== Belge bölümü
Konuşma adabı ve enaniyet

osmanlim

Yeni Üye
Kişilerle münasebetlerimde her zaman samimiyetime göre abi, beyefendi, bey, hoca, kardeş vs. gibi saygımı ifade edecek şekilde konuşmalarıma hep dikkat etmeye çalışıyorum.

Fakat samimiyetim olmadığı halde ...ciğim li laubali tavırla konuşan kardeşlerimizin tavırları bana ağır gelmeye başladı.

Ayrıca düşüncesine değer verip, vereceğim kararların iştişaresini yaptığım büyüklerin; önemli olduğunu düşündüğüm bir mevzu esnasında, geçiştirmeye yönelik tavırları, yüzüme dahi bakmadan verilen cevapları, küçümsendiğimi hissettiren ikili konuşmalar vs. da aşk ve şevk kırıcı etki yapmıyor değil.

Bu tür ikili ilişkilerde muhatabı kırmadan nasıl uyarmak gerekir.
 

Sade ve Sadece

Active member
Saygı göstermek, kişinin kendisine olan saygısından kaynaklanıyor. Bazen bu durum saygı veya saygısızlıktan ziyade daha samimi bir hava oluşturmak içinde olabilmektedir. Tabi ortam ve durumu bilemiyorum ancak aynı çalışma ortamında bulunan biri yaşlı biri genç iki kişi arasında geçen bir diyalogda şahit olduğum bir meseleyi aktarayım:

Yaşlı olan adam genç olana teneke diye hitap edince genç olan ciddi bir eda ile ne tenekesi çöp tenekesimi diye cevap verir. Yaşlı adam bir an şaşkınlıkla ne yaptığını anlamaya çalışırken genç olan siz benden yaşça çok büyüksünüz ben size şu ana kadar hitap ederken saygısızlık etmedim ancak bu saygıya karşılık siz bana teneke derseniz benimde size konteynır demem gerekecektir. Böyle bir saygısızlığı siz kabul eder misiniz diye sorunca yaşlı adam iyice hatasının farkına vardı..
====
== Ham kayıtlar
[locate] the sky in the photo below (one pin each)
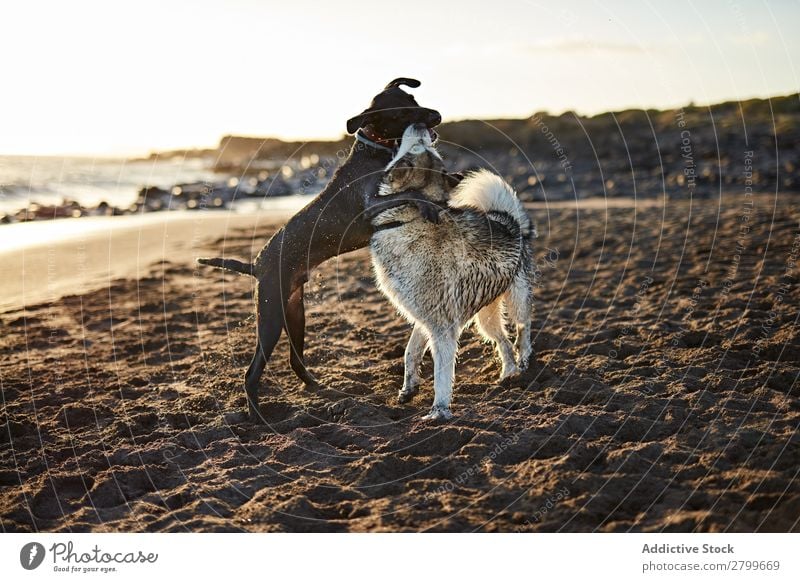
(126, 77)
====
== Ham kayıtlar
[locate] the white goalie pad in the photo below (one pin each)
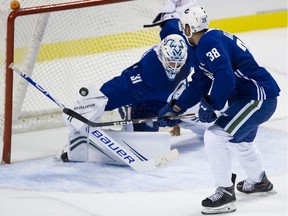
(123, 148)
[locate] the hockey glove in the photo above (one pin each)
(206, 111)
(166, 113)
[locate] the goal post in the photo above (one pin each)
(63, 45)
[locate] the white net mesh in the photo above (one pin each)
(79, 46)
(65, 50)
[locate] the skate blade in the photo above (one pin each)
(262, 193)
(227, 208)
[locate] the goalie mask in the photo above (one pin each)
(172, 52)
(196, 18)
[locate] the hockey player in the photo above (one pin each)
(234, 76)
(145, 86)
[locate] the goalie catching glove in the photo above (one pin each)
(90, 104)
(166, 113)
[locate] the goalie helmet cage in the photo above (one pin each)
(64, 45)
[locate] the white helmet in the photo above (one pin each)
====
== Ham kayıtlar
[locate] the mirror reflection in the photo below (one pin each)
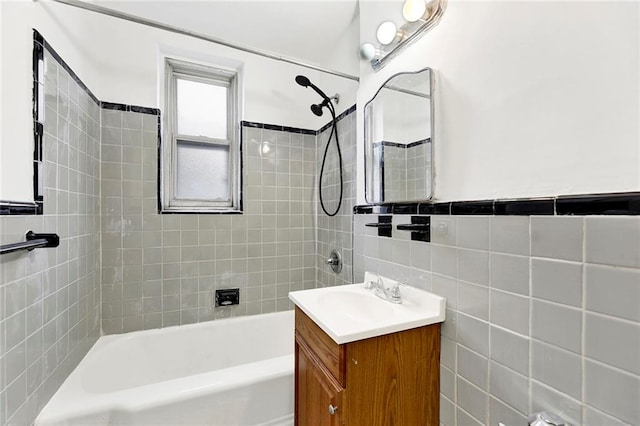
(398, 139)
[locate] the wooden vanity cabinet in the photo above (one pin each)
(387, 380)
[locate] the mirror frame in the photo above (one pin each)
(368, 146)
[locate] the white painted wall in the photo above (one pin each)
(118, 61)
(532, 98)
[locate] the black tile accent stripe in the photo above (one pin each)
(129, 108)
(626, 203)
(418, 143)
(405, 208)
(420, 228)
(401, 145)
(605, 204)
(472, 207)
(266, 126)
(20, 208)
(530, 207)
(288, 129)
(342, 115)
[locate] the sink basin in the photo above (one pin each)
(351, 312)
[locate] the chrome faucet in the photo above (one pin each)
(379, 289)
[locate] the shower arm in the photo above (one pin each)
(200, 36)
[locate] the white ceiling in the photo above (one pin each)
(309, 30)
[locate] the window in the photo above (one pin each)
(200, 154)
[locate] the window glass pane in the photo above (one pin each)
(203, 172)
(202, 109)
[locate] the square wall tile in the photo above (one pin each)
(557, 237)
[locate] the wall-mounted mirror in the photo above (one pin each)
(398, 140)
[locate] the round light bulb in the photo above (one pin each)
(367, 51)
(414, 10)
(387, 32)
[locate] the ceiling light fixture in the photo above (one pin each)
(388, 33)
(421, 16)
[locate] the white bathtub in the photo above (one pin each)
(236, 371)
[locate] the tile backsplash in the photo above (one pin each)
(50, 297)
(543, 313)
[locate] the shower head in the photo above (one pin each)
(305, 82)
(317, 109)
====
§ Uygulanacak talimat
Konuşma adabı metnini "Konuşma adabı ve" sözlerinin geçtiği yerden başlatıp "etki yapmıyor değil." sözlerinden sonra bitirerek, "laubali" yerine "teklifsiz" yazıp yeniden verir misin?

§ Çözüm aşağıda
Konuşma adabı ve enaniyet

osmanlim

Yeni Üye
Kişilerle münasebetlerimde her zaman samimiyetime göre abi, beyefendi, bey, hoca, kardeş vs. gibi saygımı ifade edecek şekilde konuşmalarıma hep dikkat etmeye çalışıyorum.

Fakat samimiyetim olmadığı halde ...ciğim li teklifsiz tavırla konuşan kardeşlerimizin tavırları bana ağır gelmeye başladı.

Ayrıca düşüncesine değer verip, vereceğim kararların iştişaresini yaptığım büyüklerin; önemli olduğunu düşündüğüm bir mevzu esnasında, geçiştirmeye yönelik tavırları, yüzüme dahi bakmadan verilen cevapları, küçümsendiğimi hissettiren ikili konuşmalar vs. da aşk ve şevk kırıcı etki yapmıyor değil.